Dataset excerpts on object pointing
"""
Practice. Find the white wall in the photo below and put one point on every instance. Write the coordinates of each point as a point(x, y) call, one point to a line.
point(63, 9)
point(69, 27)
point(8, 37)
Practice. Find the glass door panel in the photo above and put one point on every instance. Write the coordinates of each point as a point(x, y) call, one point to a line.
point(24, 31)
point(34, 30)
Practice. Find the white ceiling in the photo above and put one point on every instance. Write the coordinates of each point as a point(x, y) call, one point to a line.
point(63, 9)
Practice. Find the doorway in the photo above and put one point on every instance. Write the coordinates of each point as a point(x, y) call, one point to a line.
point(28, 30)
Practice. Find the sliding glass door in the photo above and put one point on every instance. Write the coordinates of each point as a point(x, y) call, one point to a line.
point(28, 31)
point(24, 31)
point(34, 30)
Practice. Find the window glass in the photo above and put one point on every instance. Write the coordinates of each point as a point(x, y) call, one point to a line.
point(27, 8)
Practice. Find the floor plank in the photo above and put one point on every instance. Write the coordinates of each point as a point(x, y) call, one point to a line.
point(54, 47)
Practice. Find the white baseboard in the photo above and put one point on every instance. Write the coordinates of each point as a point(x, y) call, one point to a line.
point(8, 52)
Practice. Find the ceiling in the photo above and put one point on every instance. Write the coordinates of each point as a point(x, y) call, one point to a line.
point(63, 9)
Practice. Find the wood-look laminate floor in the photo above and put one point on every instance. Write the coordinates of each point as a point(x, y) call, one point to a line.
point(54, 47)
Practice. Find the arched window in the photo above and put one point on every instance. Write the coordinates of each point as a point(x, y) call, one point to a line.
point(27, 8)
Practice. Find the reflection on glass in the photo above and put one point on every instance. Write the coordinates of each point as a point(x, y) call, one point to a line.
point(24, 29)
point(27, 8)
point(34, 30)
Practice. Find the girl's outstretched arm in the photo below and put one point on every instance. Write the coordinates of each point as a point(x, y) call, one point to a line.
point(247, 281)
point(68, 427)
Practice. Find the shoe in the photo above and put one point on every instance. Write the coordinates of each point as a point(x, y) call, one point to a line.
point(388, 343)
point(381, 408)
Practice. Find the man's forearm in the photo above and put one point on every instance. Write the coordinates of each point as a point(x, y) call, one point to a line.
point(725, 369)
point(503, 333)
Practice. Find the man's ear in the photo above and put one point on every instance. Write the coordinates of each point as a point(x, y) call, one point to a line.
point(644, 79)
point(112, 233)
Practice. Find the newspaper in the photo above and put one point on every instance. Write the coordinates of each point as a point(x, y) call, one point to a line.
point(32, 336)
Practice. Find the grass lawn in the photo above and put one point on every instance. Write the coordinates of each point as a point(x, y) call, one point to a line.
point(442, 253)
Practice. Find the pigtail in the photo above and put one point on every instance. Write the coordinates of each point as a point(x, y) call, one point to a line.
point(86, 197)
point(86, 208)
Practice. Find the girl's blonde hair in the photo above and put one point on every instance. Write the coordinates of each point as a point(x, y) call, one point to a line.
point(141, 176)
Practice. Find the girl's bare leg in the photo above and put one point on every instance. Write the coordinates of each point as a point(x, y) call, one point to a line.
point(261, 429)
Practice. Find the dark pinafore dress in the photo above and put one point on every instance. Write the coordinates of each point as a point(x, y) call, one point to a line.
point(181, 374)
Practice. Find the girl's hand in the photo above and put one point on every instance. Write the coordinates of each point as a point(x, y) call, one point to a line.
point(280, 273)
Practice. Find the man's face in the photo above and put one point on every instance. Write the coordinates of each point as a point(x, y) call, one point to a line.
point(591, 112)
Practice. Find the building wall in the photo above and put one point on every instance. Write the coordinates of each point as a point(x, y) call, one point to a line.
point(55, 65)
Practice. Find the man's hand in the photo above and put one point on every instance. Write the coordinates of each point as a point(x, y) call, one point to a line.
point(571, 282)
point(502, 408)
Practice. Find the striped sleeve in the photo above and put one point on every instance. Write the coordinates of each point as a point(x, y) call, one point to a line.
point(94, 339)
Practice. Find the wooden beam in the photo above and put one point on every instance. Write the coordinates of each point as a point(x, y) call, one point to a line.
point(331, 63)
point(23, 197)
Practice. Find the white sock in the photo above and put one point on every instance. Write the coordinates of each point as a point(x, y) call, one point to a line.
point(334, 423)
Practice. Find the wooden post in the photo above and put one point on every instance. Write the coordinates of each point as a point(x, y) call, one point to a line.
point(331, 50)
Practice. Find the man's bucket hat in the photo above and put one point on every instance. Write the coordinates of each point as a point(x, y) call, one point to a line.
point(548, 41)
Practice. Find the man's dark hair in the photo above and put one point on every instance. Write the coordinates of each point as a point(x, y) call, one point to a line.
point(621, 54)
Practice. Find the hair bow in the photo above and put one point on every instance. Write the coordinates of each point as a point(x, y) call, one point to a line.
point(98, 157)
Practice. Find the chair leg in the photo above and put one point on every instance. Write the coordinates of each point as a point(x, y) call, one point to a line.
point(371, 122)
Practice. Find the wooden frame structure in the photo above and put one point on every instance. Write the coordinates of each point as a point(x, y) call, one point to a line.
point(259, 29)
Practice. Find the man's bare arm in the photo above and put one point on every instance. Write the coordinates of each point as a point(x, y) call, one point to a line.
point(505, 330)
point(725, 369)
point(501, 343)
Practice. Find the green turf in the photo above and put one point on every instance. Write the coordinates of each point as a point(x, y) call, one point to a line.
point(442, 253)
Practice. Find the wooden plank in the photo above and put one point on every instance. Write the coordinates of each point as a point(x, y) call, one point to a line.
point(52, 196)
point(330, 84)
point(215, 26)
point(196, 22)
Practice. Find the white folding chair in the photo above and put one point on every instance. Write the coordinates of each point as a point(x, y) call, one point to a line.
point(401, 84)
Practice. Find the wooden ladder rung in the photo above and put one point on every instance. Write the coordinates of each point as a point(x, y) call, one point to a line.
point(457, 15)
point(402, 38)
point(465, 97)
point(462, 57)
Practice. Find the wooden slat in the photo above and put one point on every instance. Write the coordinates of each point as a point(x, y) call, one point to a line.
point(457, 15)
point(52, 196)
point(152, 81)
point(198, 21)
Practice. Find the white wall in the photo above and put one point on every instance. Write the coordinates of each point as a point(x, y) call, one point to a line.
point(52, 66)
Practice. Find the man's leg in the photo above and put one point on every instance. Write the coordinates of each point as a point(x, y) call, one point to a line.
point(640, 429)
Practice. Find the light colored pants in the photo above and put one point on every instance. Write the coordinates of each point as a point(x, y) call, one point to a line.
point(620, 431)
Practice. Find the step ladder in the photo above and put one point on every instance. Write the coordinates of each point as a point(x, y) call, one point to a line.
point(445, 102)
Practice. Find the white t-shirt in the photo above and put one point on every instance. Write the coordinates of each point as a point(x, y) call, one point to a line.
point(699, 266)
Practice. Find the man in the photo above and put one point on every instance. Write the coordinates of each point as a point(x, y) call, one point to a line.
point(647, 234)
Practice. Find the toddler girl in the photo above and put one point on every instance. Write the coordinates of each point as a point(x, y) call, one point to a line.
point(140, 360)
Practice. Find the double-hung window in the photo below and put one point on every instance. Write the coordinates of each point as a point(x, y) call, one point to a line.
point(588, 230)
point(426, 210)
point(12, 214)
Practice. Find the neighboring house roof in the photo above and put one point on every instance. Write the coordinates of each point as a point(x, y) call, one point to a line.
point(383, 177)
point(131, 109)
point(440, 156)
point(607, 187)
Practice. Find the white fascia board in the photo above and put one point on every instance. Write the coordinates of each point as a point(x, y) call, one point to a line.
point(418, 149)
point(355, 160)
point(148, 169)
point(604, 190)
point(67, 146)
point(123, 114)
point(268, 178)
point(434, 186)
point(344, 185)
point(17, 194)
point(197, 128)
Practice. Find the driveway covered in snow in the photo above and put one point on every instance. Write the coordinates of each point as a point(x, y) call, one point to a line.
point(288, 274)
"""
■ **STATED EXERCISE**: Word for word, restate all of the data shown above.

■ **SOLVED EXERCISE**:
Practice. Find the white wall in the photo below and put one point on every instance. Write the coordinates of each point as a point(x, y) call, one point to a line.
point(63, 9)
point(69, 27)
point(8, 37)
Practice. Find the glass door panel in the photo above and put one point on every instance. Write the coordinates of each point as a point(x, y) call, one point to a line.
point(24, 31)
point(34, 30)
Practice. Find the white ceiling in the photo above and put one point on every instance. Write the coordinates of each point as a point(x, y) call, one point to a line.
point(63, 9)
Practice. Find the doorway in the photo above and put one point on every instance. Write the coordinates of each point as a point(x, y) call, one point to a line.
point(28, 30)
Practice. Find the sliding glass door in the photo above and put one point on every instance. Write the coordinates of each point as a point(x, y) call, one point to a line.
point(28, 31)
point(24, 31)
point(34, 30)
Practice. Find the window glass in the photo above and put one point on every instance. Write the coordinates of each point as a point(x, y) call, one point to a line.
point(27, 8)
Practice. Find the floor plank in the photo above and put one point on every instance. Write the coordinates of each point as a point(x, y) call, one point to a line.
point(54, 47)
Practice. Find the white baseboard in the photo above and put one point on every instance. Write the coordinates of each point as a point(x, y) call, one point to a line.
point(8, 52)
Practice. Find the ceiling in the photo above and put one point on every instance. Write the coordinates of each point as a point(x, y) call, one point to a line.
point(63, 9)
Practice. Find the wood-look laminate floor in the photo above and put one point on every instance. Write the coordinates of each point as a point(x, y) call, one point to a line.
point(54, 47)
Practice. Find the arched window in the photo above and put one point on every instance. Write the coordinates of each point as a point(x, y) call, one point to a line.
point(27, 8)
Practice. Find the reflection on glass in the photo above and put one point on every instance. Write the coordinates of each point as a point(x, y) call, one point to a line.
point(24, 29)
point(27, 8)
point(34, 30)
Practice. Find the girl's outstretched arm in the photo below and put one point on every instance. Write the coordinates of each point as a point(x, y) call, one point to a line.
point(247, 281)
point(68, 427)
Practice. Find the shoe in the photo above and put one point on every instance. Write the coordinates of each point as a point(x, y) call, one point to a line.
point(388, 343)
point(381, 408)
Practice. Find the man's forearm in the photo above and put one point on every instance. Write the coordinates of each point as a point(x, y) call, one point to a line.
point(725, 369)
point(503, 333)
Practice. Find the man's ear in the photo above and put one point on every instance. Write the coordinates of each point as a point(x, y) call, one point to a line.
point(644, 79)
point(112, 233)
Practice. Find the newspaper in the photo above and put one point on every instance. Write the coordinates of each point as a point(x, y) call, one point to a line.
point(32, 336)
Practice. Find the grass lawn in the photo above and put one point on every instance. Write the coordinates of each point as a point(x, y) call, one point to a line.
point(442, 253)
Practice. Find the pigtail in the photo above and put one point on every instance. Write the coordinates of each point as a point(x, y) call, one point to a line.
point(86, 197)
point(86, 208)
Practice. Find the girl's blonde hair in the photo above and put one point on every instance. Write the coordinates of each point as a point(x, y) call, one point to a line.
point(141, 176)
Practice. Find the girl's bare leg in the photo above and put one point on every instance. Write the coordinates of each point as a point(x, y) call, one point to a line.
point(261, 429)
Practice. Find the dark pinafore dress in the photo above and put one point on every instance. Write the coordinates of each point as a point(x, y) call, one point to a line.
point(181, 374)
Practice. Find the girl's hand in the photo above and put one point on every instance. Write the coordinates of each point as a point(x, y) call, one point to a line.
point(280, 273)
Practice. Find the man's face in the photo above and put one point on every instance. Write the coordinates of each point as a point(x, y) call, one point to a line.
point(591, 112)
Practice. Find the building wall in the photo above and put one point on every instance. Write the coordinates of each point as a point(x, y) call, one point to a line.
point(55, 65)
Practice. Find the man's hand in the photo above and put one point on every instance. Write the coordinates of each point as a point(x, y) call, one point to a line.
point(571, 282)
point(502, 408)
Practice. Find the striped sleeve in the photo above and put one point on every instance. Write the coordinates of each point as a point(x, y) call, one point to a line.
point(94, 339)
Practice. Find the wooden beam in the photo above and put one point on every instance. Write the coordinates of each point as a point(x, y) call, one point to a line.
point(331, 63)
point(23, 197)
Practice. Find the white sock in the photo above and put one point on every instance. Write the coordinates of each point as a point(x, y) call, one point to a line.
point(334, 423)
Practice. Find the wooden post in the photo above and put one point on every instance. Write the coordinates of each point as a point(x, y) call, one point to a line.
point(331, 50)
Practice. Find the man's bucket hat in the photo above and put one point on every instance. Write the coordinates of each point as a point(x, y) call, one point to a line.
point(548, 41)
Practice. Find the man's dark hair in the photo above and put one point on every instance. Write the coordinates of each point as a point(x, y) call, one point to a line.
point(621, 54)
Practice. Find the hair bow in the photo above and put one point on every instance. Write the coordinates of each point as a point(x, y) call, one point to a line.
point(98, 157)
Practice. Find the chair leg in the photo above and put one point on every instance. Write the coordinates of each point as a point(x, y) call, one point to a line.
point(371, 122)
Practice. Find the wooden frame structure in the photo above and put one point on every instance. Write the coordinates of each point as a point(x, y) call, one point to a line.
point(259, 29)
Practice. Find the man's bare arm in the photo above and put one point on every instance. Write the coordinates of each point as a point(x, y) call, one point to a line.
point(505, 330)
point(725, 369)
point(501, 343)
Practice. Find the green turf in the photo above and put one point on every instance. Write the coordinates of each point as a point(x, y) call, one point to a line.
point(442, 253)
Practice. Find the wooden plank in the photo above and put one point on every instance. Write the coordinates of each point as a point(x, y) call, one point to a line.
point(52, 196)
point(330, 84)
point(215, 26)
point(196, 22)
Practice. Find the white folding chair in the photo above and put one point on every instance. Write the coordinates of each point as a point(x, y) call, one point to a line.
point(401, 84)
Practice. Find the wooden ladder rung in the photo above and put one point on every instance. Write the coordinates of each point as a point(x, y) call, one point to a line.
point(457, 15)
point(402, 38)
point(465, 97)
point(462, 57)
Practice. Find the wooden slat in the photo above and put one point on every instance. Write the coordinates of each point as a point(x, y) call, one point to a line.
point(457, 15)
point(52, 196)
point(152, 81)
point(198, 21)
Practice. Find the white wall in the photo above and put one point on every instance. Write the coordinates of each point as a point(x, y) call, one point to a line.
point(52, 66)
Practice. Find the man's leg in the photo above and put one point on every instance. Write the coordinates of each point as a point(x, y) call, one point to a line.
point(640, 429)
Practice. Find the light colored pants in the photo above and put one point on every instance. Write the coordinates of each point as a point(x, y) call, one point to a line.
point(620, 431)
Practice. Find the step ladder in the photo above and put one point on every instance. Write the coordinates of each point as a point(x, y) call, one point to a line.
point(445, 102)
Practice. Find the white t-shirt in the photo above and put one point on every instance. Write the coordinates of each point as a point(x, y) call, one point to a line.
point(699, 266)
Practice. Find the man in the photo above and put one point on every instance. Write the coordinates of each point as a point(x, y) call, one point to a line.
point(647, 234)
Practice. Find the toddler girl in the photo above and put one point on every instance. Write the coordinates of each point as a point(x, y) call, one point to a line.
point(140, 360)
Practice. Find the double-hung window in the photo below and put one point on every instance. Write the coordinates of each point as a point(x, y) call, one point to a line.
point(588, 230)
point(426, 210)
point(12, 214)
Practice. Find the neighboring house roof in the photo above and put one point on every instance. Write the coordinates of each point as a point(x, y) call, one point to a line.
point(383, 177)
point(131, 109)
point(440, 156)
point(607, 187)
Practice. Find the white fascia board in the photo above and put one point on every instance. Write the coordinates of each point as a point(x, y) call, one point to a line.
point(418, 149)
point(355, 160)
point(148, 169)
point(604, 190)
point(67, 146)
point(123, 114)
point(268, 178)
point(434, 186)
point(344, 185)
point(17, 194)
point(197, 128)
Practice. Find the driveway covered in snow in the photo above and put one point on every instance. Write the coordinates of each point as a point(x, y) call, one point to a line.
point(288, 274)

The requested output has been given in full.